In the entries below, which lines run from the one containing "Find the chimney" to the one containing "Find the window in"? Copy exactly those lines, ends included, and no others.

--- Record extracts Enclosed Below ---

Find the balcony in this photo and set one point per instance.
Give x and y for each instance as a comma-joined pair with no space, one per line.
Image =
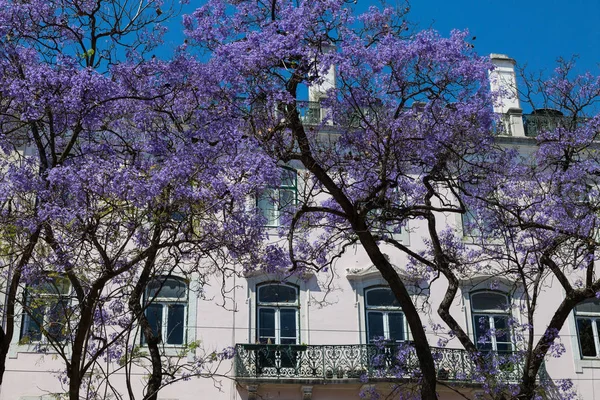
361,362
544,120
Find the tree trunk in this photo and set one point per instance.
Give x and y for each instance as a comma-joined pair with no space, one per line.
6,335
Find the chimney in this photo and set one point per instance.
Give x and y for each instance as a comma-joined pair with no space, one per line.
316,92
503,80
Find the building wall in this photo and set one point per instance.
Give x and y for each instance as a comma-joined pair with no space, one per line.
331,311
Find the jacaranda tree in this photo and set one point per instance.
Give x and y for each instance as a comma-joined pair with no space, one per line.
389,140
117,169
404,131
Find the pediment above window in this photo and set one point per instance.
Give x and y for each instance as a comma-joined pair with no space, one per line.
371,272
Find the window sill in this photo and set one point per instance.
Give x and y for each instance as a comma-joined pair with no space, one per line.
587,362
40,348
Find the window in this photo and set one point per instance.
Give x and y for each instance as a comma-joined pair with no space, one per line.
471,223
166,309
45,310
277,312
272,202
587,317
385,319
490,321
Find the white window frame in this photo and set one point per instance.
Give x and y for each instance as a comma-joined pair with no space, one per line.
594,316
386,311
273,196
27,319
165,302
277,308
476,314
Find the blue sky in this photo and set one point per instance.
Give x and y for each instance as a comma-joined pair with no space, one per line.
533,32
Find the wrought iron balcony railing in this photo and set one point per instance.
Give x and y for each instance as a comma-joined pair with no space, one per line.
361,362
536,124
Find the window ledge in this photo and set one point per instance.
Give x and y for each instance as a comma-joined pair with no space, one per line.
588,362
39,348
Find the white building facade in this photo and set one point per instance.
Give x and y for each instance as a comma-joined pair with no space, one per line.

--- End of Enclosed Record extracts ---

(Exercise output)
Find the chimney in this photo and set one point per instance.
Give x and y for each instance as a comma-joined pair with no space, one per line.
316,92
503,80
Find the building wall in this photo and set one point per instance.
Give x and y for each instance as a comma-joined pair with no space, one per line.
331,311
Find the jacaranda tree in this photo and set one point per instance.
Give x and y for each instance as a comma-joined pair with no space, one per line.
389,140
117,169
404,131
Find the pediment above window in this photo and set one point per instance.
Give x and y for each instance as a comma-joined pair with no space, one per line.
371,272
Find the window sill in this photo and set one point per instance.
Give x and y for each instance as a comma-joined pair with no space, one per line.
587,362
40,348
Find the window in this photo and set one point per instance.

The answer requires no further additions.